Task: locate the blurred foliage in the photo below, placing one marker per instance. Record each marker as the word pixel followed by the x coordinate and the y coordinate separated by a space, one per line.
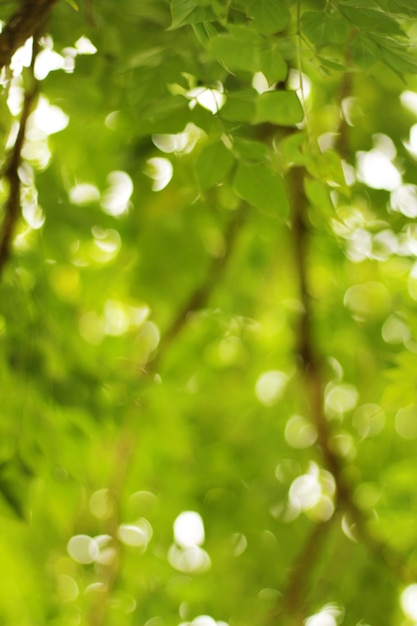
pixel 208 306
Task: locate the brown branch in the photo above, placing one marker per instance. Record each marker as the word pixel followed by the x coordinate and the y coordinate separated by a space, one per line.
pixel 108 573
pixel 28 20
pixel 11 173
pixel 311 369
pixel 200 296
pixel 292 604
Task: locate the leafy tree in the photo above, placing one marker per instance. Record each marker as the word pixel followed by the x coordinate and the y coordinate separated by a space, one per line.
pixel 208 328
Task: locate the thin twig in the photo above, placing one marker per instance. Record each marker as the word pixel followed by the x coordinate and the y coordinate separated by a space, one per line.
pixel 27 21
pixel 124 451
pixel 199 297
pixel 11 173
pixel 127 445
pixel 312 373
pixel 292 603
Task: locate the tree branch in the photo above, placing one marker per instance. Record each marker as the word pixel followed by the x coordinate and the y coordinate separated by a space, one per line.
pixel 11 174
pixel 292 604
pixel 201 294
pixel 126 447
pixel 310 365
pixel 27 21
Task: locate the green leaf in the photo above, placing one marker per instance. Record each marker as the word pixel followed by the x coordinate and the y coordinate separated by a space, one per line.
pixel 261 187
pixel 204 32
pixel 272 65
pixel 169 115
pixel 185 12
pixel 279 107
pixel 73 4
pixel 400 61
pixel 212 165
pixel 235 53
pixel 240 106
pixel 370 19
pixel 269 16
pixel 318 194
pixel 249 150
pixel 364 52
pixel 327 167
pixel 294 149
pixel 324 28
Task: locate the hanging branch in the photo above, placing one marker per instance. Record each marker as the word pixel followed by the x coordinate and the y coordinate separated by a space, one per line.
pixel 127 445
pixel 28 20
pixel 314 383
pixel 11 172
pixel 291 605
pixel 199 297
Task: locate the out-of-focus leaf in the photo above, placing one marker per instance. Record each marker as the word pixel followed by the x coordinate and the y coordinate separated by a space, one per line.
pixel 262 187
pixel 212 165
pixel 279 107
pixel 268 16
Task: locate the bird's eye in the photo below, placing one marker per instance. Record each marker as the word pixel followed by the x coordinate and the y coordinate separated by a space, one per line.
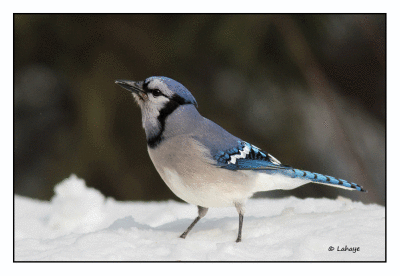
pixel 156 93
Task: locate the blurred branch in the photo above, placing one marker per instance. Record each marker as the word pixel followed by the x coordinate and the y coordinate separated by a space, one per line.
pixel 319 85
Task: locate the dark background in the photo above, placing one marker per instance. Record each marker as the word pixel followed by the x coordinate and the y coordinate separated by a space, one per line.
pixel 309 89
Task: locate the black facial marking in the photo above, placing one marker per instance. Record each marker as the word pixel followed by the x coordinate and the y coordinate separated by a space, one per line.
pixel 170 107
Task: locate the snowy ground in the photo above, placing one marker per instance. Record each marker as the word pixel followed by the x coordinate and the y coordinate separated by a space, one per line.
pixel 79 224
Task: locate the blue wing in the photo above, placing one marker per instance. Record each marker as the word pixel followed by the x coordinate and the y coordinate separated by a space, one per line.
pixel 245 156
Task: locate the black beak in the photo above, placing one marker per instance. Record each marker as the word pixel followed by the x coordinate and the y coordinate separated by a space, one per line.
pixel 134 87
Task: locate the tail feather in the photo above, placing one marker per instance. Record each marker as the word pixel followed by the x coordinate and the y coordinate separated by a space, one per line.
pixel 323 179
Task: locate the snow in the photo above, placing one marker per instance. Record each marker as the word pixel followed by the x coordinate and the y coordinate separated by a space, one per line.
pixel 80 224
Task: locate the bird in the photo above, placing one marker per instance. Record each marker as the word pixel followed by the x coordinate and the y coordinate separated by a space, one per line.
pixel 202 163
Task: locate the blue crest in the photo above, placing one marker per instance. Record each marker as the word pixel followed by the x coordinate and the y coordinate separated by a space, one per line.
pixel 177 88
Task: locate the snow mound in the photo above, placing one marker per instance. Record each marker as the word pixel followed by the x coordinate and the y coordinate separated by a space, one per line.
pixel 76 207
pixel 79 224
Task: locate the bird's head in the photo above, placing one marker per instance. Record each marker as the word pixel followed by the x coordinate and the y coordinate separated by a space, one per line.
pixel 158 97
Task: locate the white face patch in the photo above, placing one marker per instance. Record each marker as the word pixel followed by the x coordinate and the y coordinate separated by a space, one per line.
pixel 160 85
pixel 150 111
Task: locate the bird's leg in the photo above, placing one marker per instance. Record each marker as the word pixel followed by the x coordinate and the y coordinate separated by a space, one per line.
pixel 202 213
pixel 240 209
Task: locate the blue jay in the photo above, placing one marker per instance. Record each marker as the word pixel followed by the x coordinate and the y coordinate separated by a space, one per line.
pixel 201 162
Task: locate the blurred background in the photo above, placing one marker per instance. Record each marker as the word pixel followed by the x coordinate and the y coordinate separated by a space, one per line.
pixel 309 89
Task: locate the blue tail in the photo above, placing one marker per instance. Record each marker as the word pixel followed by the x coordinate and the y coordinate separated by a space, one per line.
pixel 322 179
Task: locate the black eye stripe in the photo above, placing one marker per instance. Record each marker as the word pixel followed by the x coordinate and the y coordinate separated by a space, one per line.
pixel 156 92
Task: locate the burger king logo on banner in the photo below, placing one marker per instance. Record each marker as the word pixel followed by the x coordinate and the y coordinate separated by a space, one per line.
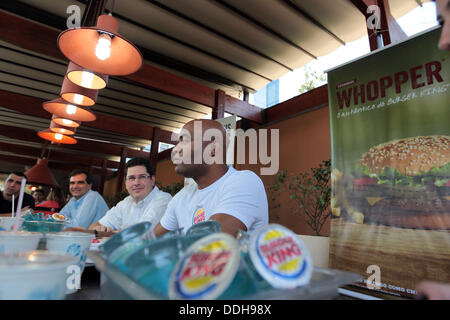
pixel 206 269
pixel 199 216
pixel 280 257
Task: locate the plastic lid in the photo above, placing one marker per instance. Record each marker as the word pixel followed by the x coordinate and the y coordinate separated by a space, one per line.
pixel 20 234
pixel 280 257
pixel 206 269
pixel 69 234
pixel 33 260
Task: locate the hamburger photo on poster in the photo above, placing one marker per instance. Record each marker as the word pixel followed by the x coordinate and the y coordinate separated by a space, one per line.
pixel 390 179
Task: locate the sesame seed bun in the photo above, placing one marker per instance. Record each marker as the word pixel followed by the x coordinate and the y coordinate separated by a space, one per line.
pixel 409 156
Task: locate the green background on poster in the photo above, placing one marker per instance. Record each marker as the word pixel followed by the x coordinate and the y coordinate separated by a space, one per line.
pixel 424 111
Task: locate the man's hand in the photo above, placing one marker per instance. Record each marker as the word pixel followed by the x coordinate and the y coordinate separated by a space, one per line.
pixel 101 228
pixel 432 290
pixel 78 229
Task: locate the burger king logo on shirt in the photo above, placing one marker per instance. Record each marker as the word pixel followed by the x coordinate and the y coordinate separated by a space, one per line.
pixel 199 216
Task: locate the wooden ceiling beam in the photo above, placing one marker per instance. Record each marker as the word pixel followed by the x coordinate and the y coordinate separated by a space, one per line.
pixel 35 37
pixel 58 155
pixel 31 162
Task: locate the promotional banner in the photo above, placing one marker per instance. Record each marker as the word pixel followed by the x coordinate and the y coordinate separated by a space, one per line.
pixel 390 134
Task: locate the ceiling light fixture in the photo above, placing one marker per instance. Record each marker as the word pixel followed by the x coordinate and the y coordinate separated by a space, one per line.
pixel 77 95
pixel 64 109
pixel 56 137
pixel 86 78
pixel 65 122
pixel 101 49
pixel 62 129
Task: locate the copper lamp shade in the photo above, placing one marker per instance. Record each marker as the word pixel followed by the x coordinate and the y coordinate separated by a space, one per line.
pixel 41 174
pixel 65 122
pixel 62 108
pixel 56 137
pixel 62 129
pixel 77 95
pixel 85 78
pixel 101 49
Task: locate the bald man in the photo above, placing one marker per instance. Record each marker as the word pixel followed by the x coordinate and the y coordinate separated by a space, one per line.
pixel 236 199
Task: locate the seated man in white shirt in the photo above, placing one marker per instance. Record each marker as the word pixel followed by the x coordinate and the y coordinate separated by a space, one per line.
pixel 145 202
pixel 86 205
pixel 236 199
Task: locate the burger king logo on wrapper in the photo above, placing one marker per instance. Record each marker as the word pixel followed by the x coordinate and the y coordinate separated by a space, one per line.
pixel 280 257
pixel 199 216
pixel 206 269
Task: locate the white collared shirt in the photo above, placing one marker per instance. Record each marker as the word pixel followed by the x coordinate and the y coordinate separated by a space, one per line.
pixel 127 212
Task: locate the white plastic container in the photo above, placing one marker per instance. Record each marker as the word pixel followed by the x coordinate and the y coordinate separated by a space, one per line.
pixel 7 223
pixel 72 243
pixel 11 242
pixel 33 275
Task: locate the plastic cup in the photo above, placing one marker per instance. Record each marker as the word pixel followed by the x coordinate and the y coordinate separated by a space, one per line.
pixel 33 275
pixel 205 228
pixel 43 226
pixel 7 223
pixel 127 240
pixel 11 242
pixel 71 243
pixel 211 268
pixel 152 263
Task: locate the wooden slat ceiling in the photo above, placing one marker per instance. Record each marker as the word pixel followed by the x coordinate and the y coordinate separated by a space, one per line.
pixel 232 45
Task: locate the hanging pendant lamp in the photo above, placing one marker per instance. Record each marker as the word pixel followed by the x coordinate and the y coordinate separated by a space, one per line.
pixel 101 49
pixel 56 137
pixel 41 174
pixel 62 129
pixel 77 95
pixel 85 78
pixel 63 109
pixel 65 122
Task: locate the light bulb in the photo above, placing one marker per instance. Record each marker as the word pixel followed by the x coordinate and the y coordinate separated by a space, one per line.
pixel 78 98
pixel 71 109
pixel 103 48
pixel 86 79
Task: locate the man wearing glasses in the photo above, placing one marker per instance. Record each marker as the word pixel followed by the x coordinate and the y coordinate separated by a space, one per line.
pixel 145 202
pixel 86 206
pixel 12 188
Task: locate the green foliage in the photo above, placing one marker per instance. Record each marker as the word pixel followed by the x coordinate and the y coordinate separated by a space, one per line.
pixel 312 80
pixel 309 192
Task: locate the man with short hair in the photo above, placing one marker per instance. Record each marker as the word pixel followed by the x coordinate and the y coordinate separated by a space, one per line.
pixel 235 198
pixel 12 188
pixel 86 206
pixel 145 202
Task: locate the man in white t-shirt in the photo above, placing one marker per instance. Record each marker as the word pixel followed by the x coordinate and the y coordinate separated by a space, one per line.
pixel 145 202
pixel 236 199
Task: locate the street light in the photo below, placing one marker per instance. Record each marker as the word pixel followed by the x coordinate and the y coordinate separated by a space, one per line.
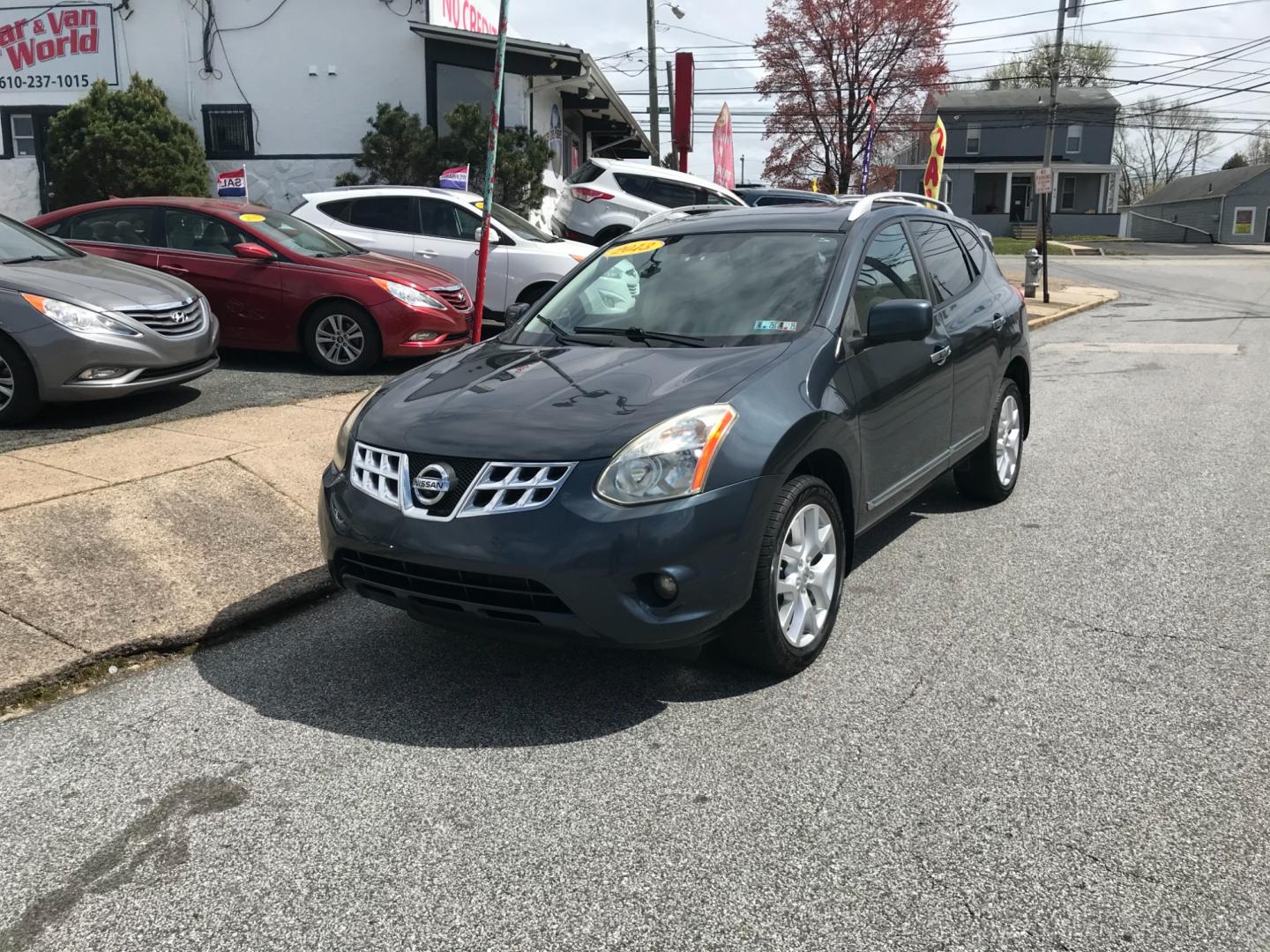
pixel 654 117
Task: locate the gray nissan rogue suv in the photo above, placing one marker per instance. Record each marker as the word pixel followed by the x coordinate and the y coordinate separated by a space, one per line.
pixel 77 326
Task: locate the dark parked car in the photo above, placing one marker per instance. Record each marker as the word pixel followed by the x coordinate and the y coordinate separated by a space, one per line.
pixel 279 283
pixel 761 196
pixel 696 457
pixel 74 326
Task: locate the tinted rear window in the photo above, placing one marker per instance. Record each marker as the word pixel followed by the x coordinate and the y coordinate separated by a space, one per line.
pixel 943 258
pixel 585 173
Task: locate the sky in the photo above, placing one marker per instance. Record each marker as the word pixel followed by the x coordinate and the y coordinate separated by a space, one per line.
pixel 615 32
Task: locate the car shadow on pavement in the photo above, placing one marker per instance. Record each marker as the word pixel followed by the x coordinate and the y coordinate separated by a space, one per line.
pixel 360 669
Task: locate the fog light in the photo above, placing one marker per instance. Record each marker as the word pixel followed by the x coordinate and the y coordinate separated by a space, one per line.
pixel 101 374
pixel 664 587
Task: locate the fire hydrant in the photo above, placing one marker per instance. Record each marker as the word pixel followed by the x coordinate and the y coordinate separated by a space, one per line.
pixel 1033 263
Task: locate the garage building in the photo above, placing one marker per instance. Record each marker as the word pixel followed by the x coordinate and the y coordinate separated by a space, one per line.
pixel 1232 206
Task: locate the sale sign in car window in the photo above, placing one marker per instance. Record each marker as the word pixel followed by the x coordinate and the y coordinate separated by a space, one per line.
pixel 56 48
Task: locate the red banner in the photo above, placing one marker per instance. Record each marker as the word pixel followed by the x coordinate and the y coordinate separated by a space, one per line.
pixel 724 170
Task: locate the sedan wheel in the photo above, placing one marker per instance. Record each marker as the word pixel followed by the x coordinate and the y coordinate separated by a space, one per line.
pixel 342 338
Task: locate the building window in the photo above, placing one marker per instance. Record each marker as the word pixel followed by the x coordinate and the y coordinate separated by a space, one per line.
pixel 22 126
pixel 1067 202
pixel 228 131
pixel 972 138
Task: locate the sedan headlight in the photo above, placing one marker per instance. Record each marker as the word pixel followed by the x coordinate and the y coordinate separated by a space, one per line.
pixel 346 429
pixel 667 461
pixel 81 320
pixel 409 296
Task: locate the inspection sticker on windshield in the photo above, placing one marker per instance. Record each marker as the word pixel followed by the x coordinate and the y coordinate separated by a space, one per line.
pixel 632 248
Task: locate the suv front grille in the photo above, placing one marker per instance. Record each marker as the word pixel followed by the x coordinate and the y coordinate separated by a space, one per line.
pixel 172 320
pixel 455 296
pixel 444 588
pixel 473 487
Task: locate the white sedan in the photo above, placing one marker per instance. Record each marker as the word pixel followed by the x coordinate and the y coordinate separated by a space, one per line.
pixel 442 227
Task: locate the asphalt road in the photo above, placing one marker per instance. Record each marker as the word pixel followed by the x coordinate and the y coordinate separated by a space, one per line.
pixel 1038 726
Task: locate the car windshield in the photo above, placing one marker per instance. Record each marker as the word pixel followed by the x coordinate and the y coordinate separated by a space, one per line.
pixel 519 227
pixel 19 242
pixel 709 290
pixel 299 236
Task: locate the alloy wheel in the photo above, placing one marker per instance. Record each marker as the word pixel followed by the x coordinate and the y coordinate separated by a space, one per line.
pixel 340 339
pixel 1009 438
pixel 8 385
pixel 807 576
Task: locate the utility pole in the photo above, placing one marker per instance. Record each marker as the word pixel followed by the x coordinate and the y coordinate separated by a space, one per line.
pixel 654 133
pixel 1042 211
pixel 669 98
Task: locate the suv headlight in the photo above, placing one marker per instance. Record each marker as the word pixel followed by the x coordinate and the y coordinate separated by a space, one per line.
pixel 81 320
pixel 346 430
pixel 667 461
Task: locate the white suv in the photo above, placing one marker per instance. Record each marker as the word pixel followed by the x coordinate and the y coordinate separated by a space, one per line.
pixel 442 227
pixel 606 197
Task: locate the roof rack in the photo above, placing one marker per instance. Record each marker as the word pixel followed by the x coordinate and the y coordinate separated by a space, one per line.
pixel 865 204
pixel 684 212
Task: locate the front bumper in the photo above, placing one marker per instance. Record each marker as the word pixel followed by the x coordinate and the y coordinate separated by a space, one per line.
pixel 576 566
pixel 149 361
pixel 397 323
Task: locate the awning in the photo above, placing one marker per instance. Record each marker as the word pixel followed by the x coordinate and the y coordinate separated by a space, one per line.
pixel 582 84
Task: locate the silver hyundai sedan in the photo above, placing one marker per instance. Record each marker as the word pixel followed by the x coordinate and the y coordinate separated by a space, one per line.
pixel 77 326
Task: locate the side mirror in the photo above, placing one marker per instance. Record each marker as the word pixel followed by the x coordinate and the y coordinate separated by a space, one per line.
pixel 253 251
pixel 906 319
pixel 514 312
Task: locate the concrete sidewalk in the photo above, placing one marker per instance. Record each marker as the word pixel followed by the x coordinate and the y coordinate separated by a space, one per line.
pixel 161 536
pixel 158 536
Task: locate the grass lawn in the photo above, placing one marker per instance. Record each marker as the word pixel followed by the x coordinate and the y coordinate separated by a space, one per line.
pixel 1019 247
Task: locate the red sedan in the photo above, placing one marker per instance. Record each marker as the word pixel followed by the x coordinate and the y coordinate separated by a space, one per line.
pixel 276 282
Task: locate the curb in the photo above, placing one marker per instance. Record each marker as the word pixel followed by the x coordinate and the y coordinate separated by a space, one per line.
pixel 280 598
pixel 1033 324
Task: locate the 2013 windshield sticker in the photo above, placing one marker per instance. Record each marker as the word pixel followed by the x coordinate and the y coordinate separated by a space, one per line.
pixel 632 248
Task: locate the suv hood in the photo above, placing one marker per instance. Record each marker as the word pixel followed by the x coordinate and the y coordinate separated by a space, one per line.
pixel 510 403
pixel 95 282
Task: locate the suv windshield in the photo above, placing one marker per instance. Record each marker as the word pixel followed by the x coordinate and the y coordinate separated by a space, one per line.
pixel 721 290
pixel 19 244
pixel 517 225
pixel 299 236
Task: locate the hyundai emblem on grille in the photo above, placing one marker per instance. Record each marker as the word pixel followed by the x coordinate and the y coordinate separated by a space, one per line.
pixel 432 482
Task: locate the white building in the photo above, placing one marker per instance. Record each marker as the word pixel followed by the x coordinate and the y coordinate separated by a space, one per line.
pixel 286 86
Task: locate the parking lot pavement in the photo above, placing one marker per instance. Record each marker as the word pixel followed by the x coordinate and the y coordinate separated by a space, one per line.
pixel 244 378
pixel 1038 726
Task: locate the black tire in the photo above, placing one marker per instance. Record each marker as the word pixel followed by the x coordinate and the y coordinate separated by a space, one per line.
pixel 609 234
pixel 755 635
pixel 19 390
pixel 329 351
pixel 978 475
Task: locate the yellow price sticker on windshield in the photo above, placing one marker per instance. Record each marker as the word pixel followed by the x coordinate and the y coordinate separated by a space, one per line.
pixel 632 248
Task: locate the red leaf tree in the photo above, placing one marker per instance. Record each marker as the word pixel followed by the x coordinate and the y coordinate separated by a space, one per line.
pixel 823 58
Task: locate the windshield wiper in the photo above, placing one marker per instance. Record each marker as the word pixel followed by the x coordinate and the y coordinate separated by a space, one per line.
pixel 32 258
pixel 565 337
pixel 640 335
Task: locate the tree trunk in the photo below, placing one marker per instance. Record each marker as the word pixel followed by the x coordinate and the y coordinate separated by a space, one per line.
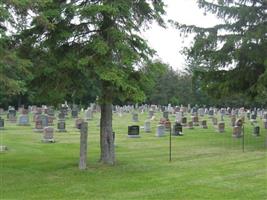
pixel 106 136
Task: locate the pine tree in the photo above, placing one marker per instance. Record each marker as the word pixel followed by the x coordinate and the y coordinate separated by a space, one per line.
pixel 92 39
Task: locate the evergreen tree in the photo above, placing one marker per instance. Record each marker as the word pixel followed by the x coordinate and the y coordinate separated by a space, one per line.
pixel 75 41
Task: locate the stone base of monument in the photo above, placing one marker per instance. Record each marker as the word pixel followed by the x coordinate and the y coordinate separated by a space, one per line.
pixel 48 140
pixel 133 136
pixel 3 148
pixel 38 130
pixel 23 124
pixel 237 132
pixel 61 130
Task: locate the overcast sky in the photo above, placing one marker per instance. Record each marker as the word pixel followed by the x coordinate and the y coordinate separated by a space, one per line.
pixel 167 42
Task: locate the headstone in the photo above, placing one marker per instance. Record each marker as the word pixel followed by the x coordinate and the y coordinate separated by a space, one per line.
pixel 61 126
pixel 74 113
pixel 184 121
pixel 3 148
pixel 48 134
pixel 88 114
pixel 204 124
pixel 38 126
pixel 133 131
pixel 233 119
pixel 2 111
pixel 195 121
pixel 177 129
pixel 61 115
pixel 256 130
pixel 190 125
pixel 221 127
pixel 237 130
pixel 12 116
pixel 214 121
pixel 150 114
pixel 135 117
pixel 2 123
pixel 147 126
pixel 44 119
pixel 167 125
pixel 24 120
pixel 166 114
pixel 50 120
pixel 160 132
pixel 178 117
pixel 78 123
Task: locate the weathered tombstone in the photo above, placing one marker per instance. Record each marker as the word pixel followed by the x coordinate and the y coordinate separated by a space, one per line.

++++

◆ **Objective**
Can the lines from the one with "Task: locate the tree trunk" to the end of the records above be quoted exactly, both ends included, with every picture omitted?

◆ **Task output**
Task: locate the tree trunk in the photo below, placing one marker per instance. Record each marker as the word pixel followed by the x coordinate and the y coordinate separated by a space, one per line.
pixel 106 136
Task: locate the pine tree in the photo above, placing one marker per instance. Record each marker as the word pixel followed by the x coordinate and the y coordinate separated by a space, one per line.
pixel 92 39
Task: locate the evergreen tree in the photo above, placing one marker per instance. Record each marker as the word pixel followed by the x coordinate and the y coordinate separated by a space, one per line.
pixel 75 41
Task: locate the stone base of monument in the photo above, placing one marker per instance. Record each marker as the word pixel followed by the x coordinate and the y coordinate separated by a space, one per line.
pixel 48 140
pixel 133 136
pixel 3 148
pixel 38 130
pixel 23 124
pixel 237 132
pixel 61 130
Task: locate the overcast sky in the photo above, placing one marker per instance. Record each marker as the word pixel followed by the x coordinate and the y coordinate separated by a space, one per line.
pixel 167 42
Task: locate the headstone in the photo above, placing one marker per instance. Record each marker as the word pixel followed by the x coordinate and the y coordinate separated by a space, one per line.
pixel 61 126
pixel 74 113
pixel 184 121
pixel 3 148
pixel 48 134
pixel 88 114
pixel 204 124
pixel 38 126
pixel 133 131
pixel 233 119
pixel 2 111
pixel 195 121
pixel 177 129
pixel 61 115
pixel 256 130
pixel 190 125
pixel 221 127
pixel 237 130
pixel 12 116
pixel 214 121
pixel 150 114
pixel 135 117
pixel 2 123
pixel 147 126
pixel 44 119
pixel 167 125
pixel 24 120
pixel 166 114
pixel 50 120
pixel 160 132
pixel 178 117
pixel 78 123
Task: locate the weathered tombstone in the photo above, placing one marker per instance. Record each marker as the word pixel followed by the x coordinate and the y coordinate separated by a space, one per line.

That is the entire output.